START Records for this task

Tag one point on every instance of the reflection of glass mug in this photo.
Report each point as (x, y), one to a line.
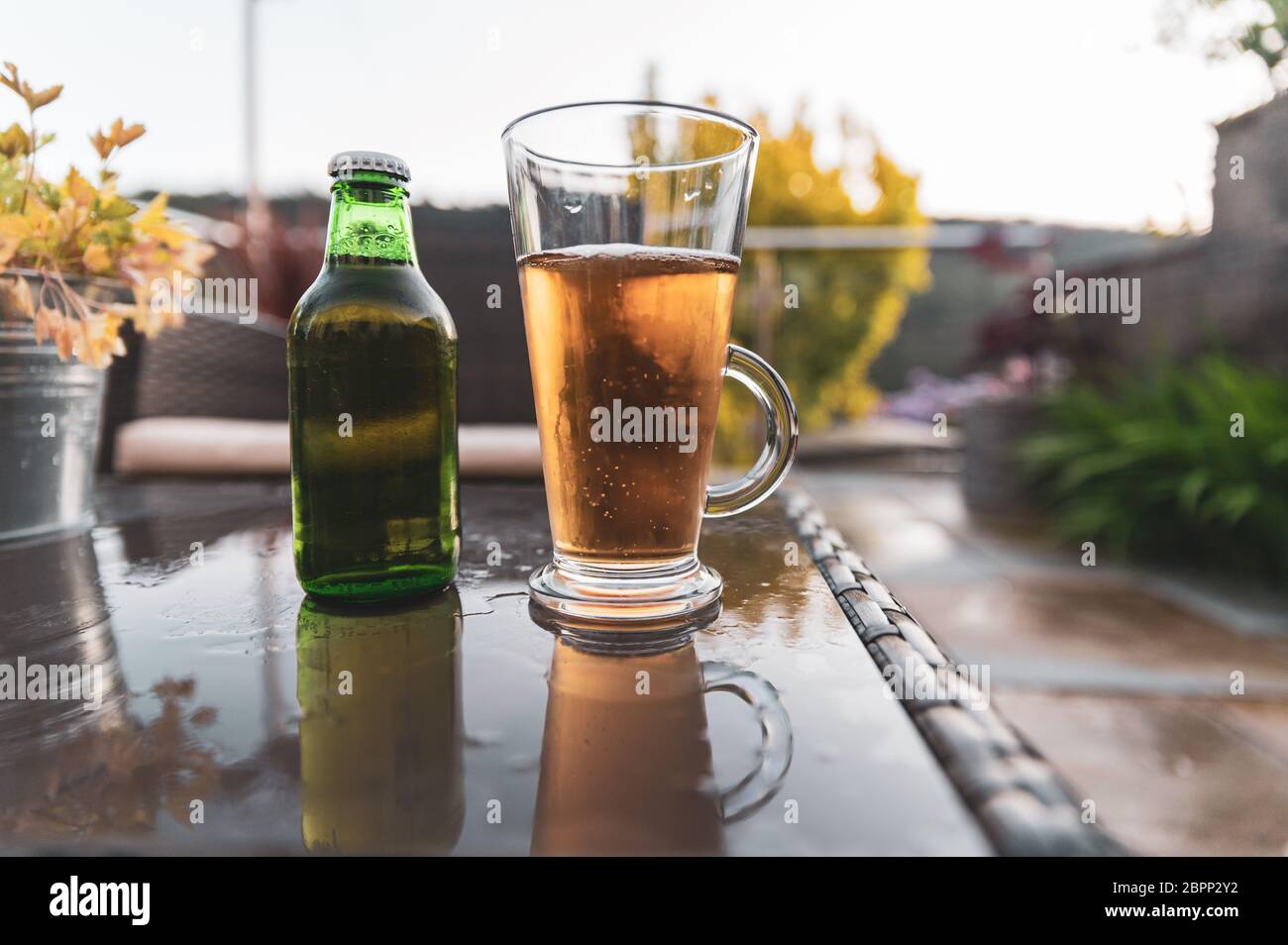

END Records for this task
START Records for this task

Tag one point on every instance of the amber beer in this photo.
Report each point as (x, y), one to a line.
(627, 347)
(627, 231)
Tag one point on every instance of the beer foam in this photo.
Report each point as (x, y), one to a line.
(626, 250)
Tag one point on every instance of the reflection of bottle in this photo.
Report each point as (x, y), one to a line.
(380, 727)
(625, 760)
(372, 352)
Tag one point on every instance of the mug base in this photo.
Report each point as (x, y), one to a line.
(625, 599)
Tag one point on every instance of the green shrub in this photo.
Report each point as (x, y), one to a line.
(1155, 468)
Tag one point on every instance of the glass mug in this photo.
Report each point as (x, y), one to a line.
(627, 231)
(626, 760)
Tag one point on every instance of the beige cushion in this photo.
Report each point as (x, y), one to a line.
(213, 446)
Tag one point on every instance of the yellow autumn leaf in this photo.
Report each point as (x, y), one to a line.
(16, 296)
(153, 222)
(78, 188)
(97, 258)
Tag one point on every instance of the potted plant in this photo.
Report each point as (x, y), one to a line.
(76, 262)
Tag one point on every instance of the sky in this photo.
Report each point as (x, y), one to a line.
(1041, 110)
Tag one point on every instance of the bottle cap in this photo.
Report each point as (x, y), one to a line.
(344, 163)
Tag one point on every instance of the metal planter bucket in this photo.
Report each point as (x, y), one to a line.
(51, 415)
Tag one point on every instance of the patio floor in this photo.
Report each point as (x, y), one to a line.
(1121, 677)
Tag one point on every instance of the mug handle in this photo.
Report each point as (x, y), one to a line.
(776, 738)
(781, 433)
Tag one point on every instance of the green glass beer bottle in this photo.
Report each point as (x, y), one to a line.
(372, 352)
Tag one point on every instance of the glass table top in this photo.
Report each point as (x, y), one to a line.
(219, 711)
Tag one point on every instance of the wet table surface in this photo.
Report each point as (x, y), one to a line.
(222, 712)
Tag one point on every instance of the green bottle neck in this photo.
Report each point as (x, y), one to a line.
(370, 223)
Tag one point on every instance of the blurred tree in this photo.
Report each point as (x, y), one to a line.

END Records for this task

### What you have to do
Locate every line in the entries above that contains the string "reflection" and copy each of those lines in full.

### Reply
Tag one point on every instance of the reflection of glass mug in this photo.
Tag one point on every instance of the reflection of bottle in this photo.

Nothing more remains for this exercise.